▸ **Records from a point annotation dataset**:
***

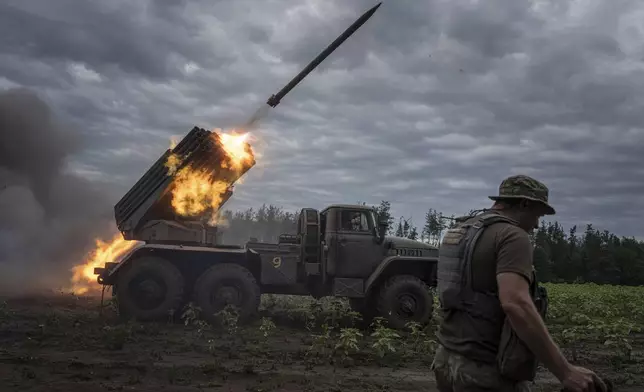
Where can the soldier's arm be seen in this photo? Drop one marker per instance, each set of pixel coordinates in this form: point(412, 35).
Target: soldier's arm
point(514, 267)
point(528, 324)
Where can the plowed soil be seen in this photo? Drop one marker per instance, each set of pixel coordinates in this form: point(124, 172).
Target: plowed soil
point(62, 342)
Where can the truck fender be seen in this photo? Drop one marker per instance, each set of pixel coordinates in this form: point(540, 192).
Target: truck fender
point(390, 261)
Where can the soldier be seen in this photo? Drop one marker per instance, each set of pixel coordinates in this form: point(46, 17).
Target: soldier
point(493, 331)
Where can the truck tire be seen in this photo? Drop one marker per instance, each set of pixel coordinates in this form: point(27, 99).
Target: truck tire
point(227, 284)
point(149, 288)
point(405, 298)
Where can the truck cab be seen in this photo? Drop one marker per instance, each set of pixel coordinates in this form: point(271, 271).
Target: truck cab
point(344, 252)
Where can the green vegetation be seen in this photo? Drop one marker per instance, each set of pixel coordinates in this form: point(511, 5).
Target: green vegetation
point(295, 339)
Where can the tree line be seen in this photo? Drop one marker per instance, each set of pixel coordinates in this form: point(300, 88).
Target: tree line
point(572, 256)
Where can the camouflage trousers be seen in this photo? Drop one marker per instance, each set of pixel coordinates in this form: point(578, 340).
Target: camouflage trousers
point(455, 373)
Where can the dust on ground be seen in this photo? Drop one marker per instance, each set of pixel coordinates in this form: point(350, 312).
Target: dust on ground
point(69, 343)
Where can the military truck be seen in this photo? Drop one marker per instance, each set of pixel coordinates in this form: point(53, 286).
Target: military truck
point(339, 251)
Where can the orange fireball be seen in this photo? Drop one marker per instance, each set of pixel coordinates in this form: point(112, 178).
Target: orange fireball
point(83, 278)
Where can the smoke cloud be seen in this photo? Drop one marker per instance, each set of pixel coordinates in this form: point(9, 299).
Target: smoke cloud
point(49, 217)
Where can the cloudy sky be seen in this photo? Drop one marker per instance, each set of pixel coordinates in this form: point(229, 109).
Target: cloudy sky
point(430, 104)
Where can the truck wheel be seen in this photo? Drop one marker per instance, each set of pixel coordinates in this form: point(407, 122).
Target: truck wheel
point(227, 284)
point(149, 289)
point(405, 298)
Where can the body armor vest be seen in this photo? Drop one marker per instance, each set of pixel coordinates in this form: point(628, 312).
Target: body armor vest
point(455, 270)
point(455, 293)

***

▸ **Exercise description**: Rewrite these lines with "plowed soil" renamed to "tilled soil" everywhere and nothing else changed. Leave out the pictures.

▸ **Answer in full**:
Where can the soldier's arm be seen in this photo? Drop one marker per instance, each set of pixel coordinates in this form: point(412, 35).
Target: soldier's arm
point(514, 267)
point(528, 324)
Where can the tilled soil be seen in this photo? Drop one marker per instance, each set of pixel coordinates in this form: point(124, 172).
Target: tilled soil
point(62, 342)
Where can the truck fender be seen in this photo? Drop one marker per instance, each set of pixel coordinates in this form: point(540, 192).
Target: truck fender
point(390, 261)
Where can the soldier be seen in this photo? Drop one marker per instance, each set of pixel coordinates in this form: point(46, 17).
Target: soldier
point(493, 331)
Where can the truck tire be seen in this photo? Drop one marker per instance, each set of pixel coordinates in this form: point(27, 99).
Target: truck tire
point(227, 284)
point(149, 288)
point(405, 298)
Where can the truck cab be seen in this photo? Drop one marker per instance, each set of pixel coordinates in this form: point(271, 271).
Target: truck cab
point(344, 252)
Where can the green vegetation be seen in this photo? Drop one marker per instance, each set of pixel coordinates in this form: point(511, 5).
Target: green vegetation
point(295, 339)
Where can the tree line be seen in this photo? Drop one marker per instance, each set of pixel coordinates in this form: point(300, 88).
Target: tree line
point(572, 256)
Where can the camouflage trousers be seen in this photo? Drop one marker per instance, each set of pixel coordinates in this form: point(578, 340).
Target: camouflage trousers
point(455, 373)
Where can the dust on ground be seen in this photo? Drop one marker per instance, each set of pixel coordinates in this form: point(350, 312).
Target: dust on ground
point(69, 343)
Where can the military truck be seen in this photo? Drop one marker per instance, each set of pixel coordinates in this form: point(53, 286).
Target: military truck
point(339, 251)
Where can the orange fireball be seen in this photo? Drop one marker per instance, each set of pixel coordinates in this form: point(112, 178).
Target: orange fireball
point(83, 278)
Where can the smoke cloud be seen in this photo? Drop one marker per instance, each set of pixel coordinates in this form: point(9, 299).
Target: smoke cloud
point(49, 217)
Where can the cloudy sky be seen in this photo? Drop one marker per instance, each set of pixel coordinates in this form: point(229, 109).
Target: cloudy sky
point(430, 104)
Where can the truck wheel be seen in this photo? Drop one marker per instance, each set of pixel coordinates in this form: point(407, 122).
Target: truck wheel
point(227, 284)
point(149, 289)
point(405, 298)
Where can the body armor vest be seen in this photo? Drop one marker per instance, each set of pixel coordinates in this form: point(628, 312).
Target: body armor vest
point(455, 270)
point(455, 293)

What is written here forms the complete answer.